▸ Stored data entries
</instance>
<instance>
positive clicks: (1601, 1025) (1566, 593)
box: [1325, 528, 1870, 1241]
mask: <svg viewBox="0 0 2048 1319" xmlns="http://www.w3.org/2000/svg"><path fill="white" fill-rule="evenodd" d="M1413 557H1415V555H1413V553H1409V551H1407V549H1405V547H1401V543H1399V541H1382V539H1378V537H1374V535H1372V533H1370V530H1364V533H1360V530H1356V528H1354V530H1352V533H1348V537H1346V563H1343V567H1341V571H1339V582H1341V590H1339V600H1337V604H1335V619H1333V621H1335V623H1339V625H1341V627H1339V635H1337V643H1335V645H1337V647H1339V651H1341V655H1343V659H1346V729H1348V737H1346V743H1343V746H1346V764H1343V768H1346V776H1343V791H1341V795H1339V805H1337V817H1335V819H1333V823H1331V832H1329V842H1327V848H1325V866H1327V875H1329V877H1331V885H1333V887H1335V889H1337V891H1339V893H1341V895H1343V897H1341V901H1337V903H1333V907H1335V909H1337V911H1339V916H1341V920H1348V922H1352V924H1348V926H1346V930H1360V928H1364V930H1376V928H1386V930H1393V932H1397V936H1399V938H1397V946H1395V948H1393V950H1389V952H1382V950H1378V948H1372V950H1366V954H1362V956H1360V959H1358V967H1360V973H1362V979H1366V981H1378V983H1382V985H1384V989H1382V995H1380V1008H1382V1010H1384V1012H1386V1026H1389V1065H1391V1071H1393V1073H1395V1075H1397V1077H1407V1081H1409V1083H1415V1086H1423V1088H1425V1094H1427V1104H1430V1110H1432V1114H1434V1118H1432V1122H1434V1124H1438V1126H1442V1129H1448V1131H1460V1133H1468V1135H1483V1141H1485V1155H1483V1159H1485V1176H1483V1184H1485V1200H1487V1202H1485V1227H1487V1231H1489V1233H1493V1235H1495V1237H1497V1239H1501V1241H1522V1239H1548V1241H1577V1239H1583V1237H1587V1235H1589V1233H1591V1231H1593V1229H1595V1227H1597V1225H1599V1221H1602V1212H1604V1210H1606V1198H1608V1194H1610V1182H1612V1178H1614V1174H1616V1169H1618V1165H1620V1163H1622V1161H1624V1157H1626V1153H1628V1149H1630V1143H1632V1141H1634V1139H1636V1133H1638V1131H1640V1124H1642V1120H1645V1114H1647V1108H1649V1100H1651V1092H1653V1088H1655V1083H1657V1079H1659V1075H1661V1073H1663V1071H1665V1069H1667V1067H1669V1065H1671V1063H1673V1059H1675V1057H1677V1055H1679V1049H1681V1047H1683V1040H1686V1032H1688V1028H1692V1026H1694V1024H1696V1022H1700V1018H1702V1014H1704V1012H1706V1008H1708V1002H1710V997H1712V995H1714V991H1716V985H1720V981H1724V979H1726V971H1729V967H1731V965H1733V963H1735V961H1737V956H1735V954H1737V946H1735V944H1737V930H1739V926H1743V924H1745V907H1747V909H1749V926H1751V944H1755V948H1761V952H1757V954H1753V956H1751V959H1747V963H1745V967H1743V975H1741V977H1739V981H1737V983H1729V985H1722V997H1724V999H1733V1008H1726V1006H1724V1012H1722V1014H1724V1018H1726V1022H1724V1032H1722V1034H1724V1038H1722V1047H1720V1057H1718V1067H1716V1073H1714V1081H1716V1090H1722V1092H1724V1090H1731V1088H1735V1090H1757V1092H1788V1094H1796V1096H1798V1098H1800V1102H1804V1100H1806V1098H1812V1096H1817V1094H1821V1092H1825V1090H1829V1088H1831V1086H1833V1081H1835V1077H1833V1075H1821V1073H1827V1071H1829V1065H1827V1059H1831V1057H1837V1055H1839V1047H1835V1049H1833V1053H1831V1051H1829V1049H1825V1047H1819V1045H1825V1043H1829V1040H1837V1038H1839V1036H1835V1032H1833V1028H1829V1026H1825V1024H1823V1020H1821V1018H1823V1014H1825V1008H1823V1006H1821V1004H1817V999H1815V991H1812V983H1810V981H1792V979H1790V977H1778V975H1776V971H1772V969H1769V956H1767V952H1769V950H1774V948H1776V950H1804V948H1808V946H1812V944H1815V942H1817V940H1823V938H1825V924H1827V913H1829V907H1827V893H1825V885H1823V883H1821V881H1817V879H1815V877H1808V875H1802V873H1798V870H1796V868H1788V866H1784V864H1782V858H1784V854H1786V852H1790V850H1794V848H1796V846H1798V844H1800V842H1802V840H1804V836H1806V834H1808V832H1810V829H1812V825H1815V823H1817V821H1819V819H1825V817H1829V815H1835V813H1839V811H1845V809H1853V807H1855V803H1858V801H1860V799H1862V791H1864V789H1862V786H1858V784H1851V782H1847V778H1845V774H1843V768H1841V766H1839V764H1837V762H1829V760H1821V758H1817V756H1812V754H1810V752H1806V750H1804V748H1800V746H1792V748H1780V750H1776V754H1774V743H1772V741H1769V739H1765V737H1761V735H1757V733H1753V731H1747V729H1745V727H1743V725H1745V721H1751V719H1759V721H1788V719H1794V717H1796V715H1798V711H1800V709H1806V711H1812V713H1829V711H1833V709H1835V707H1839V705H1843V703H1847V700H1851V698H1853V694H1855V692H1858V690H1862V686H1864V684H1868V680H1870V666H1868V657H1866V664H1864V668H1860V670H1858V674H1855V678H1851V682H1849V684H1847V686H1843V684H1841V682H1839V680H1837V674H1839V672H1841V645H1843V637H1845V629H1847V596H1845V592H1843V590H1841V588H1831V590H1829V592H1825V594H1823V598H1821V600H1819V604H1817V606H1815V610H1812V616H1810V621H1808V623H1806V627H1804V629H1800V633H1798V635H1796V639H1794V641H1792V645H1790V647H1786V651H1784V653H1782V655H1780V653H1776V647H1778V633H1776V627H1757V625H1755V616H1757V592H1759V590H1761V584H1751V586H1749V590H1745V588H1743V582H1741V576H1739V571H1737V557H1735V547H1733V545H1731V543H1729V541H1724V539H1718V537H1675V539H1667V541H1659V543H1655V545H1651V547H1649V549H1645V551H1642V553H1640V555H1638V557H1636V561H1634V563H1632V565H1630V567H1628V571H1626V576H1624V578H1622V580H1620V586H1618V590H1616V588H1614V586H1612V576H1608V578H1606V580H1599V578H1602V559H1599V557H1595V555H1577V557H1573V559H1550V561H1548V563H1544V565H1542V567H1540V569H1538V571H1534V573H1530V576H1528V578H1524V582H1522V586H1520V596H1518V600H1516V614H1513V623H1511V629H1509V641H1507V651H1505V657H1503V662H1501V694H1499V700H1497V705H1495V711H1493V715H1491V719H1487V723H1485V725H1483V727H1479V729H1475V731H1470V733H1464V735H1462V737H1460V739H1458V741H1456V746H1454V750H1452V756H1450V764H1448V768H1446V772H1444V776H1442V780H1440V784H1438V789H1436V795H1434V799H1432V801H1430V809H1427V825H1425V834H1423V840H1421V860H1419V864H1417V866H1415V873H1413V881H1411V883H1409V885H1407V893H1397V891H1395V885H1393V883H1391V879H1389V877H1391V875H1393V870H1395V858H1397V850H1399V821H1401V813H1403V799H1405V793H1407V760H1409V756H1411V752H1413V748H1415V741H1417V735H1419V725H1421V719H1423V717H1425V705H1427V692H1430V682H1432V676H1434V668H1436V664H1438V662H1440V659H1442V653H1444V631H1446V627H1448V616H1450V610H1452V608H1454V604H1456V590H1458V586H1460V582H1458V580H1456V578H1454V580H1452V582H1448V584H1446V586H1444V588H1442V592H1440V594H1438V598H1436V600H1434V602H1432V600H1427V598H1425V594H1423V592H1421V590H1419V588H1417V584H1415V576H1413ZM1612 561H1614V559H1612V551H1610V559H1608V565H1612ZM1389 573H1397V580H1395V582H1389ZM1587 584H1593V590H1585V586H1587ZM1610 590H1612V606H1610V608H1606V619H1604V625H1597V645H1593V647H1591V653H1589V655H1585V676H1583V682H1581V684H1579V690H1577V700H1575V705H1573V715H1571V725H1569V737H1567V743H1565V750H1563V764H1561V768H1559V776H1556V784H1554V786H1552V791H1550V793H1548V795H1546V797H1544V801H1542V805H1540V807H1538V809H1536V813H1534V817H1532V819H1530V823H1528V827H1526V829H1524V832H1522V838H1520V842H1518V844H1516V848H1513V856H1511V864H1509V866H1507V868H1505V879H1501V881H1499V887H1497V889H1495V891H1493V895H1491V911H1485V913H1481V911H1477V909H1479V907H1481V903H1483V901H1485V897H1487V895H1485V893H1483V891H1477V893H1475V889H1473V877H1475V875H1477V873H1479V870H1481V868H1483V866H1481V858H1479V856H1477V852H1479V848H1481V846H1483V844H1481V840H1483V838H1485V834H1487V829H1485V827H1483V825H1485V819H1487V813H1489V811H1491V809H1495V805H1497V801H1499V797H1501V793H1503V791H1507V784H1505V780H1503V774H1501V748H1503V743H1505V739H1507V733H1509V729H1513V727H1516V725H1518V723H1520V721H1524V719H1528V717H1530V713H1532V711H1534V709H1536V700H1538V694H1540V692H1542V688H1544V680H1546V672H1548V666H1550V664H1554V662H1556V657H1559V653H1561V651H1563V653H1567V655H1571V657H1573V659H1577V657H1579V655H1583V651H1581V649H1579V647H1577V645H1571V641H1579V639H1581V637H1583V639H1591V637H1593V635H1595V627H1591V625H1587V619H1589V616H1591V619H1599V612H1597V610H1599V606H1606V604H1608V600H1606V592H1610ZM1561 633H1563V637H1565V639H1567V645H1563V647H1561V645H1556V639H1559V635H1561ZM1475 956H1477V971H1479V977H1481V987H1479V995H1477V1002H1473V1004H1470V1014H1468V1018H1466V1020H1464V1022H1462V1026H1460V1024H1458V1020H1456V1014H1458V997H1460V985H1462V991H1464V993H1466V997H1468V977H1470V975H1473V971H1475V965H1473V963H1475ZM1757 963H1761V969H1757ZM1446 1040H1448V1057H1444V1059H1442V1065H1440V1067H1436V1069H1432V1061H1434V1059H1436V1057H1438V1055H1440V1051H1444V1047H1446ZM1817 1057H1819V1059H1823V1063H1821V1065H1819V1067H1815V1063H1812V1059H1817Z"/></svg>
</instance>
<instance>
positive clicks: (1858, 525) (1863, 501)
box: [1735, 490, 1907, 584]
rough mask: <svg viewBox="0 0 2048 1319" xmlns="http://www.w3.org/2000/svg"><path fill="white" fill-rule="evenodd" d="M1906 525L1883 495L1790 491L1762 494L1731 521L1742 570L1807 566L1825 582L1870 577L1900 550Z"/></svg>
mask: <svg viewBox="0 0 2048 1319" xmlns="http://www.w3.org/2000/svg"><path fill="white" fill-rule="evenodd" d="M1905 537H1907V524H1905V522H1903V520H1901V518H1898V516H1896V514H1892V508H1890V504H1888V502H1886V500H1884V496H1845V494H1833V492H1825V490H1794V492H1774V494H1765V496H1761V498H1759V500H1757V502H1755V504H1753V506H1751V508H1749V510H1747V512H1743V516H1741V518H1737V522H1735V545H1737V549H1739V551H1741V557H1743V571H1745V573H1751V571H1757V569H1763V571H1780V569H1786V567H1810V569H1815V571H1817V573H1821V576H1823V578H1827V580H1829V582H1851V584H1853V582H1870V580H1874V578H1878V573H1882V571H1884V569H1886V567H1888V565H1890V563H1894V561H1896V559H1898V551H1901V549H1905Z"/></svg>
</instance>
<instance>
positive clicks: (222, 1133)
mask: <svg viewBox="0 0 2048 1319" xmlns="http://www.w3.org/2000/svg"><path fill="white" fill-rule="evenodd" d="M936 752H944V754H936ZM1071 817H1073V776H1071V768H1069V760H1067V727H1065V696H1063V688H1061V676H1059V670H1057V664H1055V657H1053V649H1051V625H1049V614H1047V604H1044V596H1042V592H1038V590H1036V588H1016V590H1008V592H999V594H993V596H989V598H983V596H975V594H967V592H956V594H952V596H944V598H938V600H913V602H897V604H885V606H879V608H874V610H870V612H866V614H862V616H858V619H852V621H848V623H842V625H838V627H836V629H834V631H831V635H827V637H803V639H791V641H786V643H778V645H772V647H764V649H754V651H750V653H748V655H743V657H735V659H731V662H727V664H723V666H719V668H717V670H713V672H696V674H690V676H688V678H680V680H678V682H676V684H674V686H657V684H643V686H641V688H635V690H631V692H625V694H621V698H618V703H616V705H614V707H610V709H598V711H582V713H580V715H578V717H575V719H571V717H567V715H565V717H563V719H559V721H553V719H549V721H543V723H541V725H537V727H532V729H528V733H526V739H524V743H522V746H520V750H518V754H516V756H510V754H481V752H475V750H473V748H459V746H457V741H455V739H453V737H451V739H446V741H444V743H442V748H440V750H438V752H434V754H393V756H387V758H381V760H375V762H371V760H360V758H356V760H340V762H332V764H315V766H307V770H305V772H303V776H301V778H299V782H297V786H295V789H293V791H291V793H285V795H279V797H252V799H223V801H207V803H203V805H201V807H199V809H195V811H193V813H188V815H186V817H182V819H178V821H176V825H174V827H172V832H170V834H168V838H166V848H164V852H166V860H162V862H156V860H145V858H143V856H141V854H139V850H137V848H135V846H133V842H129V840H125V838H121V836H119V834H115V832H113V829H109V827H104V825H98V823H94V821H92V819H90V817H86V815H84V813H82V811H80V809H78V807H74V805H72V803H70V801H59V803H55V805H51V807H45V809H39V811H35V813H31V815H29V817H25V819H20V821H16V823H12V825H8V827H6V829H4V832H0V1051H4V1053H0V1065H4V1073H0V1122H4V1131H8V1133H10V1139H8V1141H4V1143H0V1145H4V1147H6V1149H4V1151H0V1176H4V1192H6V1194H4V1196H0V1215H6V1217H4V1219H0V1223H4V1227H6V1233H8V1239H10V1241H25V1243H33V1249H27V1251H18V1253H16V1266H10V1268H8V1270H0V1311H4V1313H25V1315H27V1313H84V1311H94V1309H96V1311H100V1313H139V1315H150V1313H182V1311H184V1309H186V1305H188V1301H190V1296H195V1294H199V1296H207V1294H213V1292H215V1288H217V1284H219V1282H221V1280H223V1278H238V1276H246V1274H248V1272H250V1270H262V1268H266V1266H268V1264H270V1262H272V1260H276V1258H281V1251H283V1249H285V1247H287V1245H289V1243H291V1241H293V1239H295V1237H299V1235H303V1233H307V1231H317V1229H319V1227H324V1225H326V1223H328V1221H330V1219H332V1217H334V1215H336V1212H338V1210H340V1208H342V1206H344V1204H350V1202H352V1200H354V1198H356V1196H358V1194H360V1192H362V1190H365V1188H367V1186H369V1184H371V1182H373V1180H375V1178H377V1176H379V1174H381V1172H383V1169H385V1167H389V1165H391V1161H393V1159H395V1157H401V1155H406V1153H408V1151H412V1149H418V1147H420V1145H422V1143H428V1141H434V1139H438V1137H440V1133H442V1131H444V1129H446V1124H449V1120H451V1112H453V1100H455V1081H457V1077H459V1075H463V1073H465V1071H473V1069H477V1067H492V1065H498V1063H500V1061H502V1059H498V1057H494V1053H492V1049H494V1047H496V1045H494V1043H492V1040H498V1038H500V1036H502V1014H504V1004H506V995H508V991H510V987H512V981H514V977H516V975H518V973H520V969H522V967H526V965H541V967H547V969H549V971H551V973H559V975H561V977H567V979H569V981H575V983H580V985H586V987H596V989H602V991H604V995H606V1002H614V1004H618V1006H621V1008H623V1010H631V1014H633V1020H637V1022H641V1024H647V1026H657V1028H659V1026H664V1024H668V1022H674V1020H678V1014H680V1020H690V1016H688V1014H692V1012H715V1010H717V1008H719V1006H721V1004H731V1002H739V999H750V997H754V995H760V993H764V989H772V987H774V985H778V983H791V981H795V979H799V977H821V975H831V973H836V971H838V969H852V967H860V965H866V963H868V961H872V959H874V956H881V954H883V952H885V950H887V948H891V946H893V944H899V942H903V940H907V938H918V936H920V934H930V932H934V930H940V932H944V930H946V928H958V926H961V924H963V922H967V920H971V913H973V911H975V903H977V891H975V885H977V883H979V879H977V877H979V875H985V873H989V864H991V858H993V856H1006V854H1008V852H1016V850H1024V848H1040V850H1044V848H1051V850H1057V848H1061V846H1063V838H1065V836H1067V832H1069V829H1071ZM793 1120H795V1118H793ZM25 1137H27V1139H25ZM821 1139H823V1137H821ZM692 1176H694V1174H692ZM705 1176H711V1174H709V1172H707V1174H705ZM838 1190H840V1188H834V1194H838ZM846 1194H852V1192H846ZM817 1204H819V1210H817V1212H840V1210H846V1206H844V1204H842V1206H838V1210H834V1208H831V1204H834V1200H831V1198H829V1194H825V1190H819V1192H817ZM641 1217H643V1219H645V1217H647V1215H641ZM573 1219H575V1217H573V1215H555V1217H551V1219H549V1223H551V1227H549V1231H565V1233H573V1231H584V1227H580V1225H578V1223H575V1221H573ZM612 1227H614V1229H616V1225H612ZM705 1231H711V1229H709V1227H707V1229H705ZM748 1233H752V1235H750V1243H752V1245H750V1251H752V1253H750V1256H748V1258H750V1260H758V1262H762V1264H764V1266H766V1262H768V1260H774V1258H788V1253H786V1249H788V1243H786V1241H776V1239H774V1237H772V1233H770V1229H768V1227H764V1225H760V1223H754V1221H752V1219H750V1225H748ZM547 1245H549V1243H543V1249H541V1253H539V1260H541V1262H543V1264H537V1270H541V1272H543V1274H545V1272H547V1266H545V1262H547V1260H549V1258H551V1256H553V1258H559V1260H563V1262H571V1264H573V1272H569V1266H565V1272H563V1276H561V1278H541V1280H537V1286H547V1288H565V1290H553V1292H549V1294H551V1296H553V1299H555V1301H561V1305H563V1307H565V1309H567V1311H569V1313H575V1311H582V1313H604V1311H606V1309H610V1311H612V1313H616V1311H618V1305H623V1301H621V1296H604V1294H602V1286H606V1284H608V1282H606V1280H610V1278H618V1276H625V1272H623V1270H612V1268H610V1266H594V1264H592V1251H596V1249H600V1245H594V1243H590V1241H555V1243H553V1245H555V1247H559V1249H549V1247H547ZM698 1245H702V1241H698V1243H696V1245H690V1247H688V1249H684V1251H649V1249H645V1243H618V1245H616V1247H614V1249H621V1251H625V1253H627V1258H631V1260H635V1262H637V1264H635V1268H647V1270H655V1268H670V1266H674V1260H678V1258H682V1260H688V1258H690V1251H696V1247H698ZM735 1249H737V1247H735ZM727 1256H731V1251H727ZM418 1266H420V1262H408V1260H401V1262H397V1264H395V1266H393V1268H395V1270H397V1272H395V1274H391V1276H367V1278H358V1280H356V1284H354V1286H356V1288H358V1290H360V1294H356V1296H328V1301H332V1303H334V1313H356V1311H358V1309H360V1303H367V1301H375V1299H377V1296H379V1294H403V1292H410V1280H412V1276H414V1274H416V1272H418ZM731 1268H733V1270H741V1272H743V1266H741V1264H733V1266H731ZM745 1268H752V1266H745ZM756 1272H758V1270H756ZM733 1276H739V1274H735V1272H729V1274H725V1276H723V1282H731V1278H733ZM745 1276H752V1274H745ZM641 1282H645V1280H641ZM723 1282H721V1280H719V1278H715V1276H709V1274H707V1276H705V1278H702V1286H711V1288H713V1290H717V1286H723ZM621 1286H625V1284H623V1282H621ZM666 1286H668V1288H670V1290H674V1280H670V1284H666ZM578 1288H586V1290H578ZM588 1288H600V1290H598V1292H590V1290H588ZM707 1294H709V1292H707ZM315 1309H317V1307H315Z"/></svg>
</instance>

▸ Exercise directions
Extract every line of the data above that contains the string "positive". Matching is case-sensitive.

▸ Response
positive clicks: (1601, 1025) (1566, 593)
positive clicks: (1858, 525) (1863, 501)
positive clicks: (222, 1133)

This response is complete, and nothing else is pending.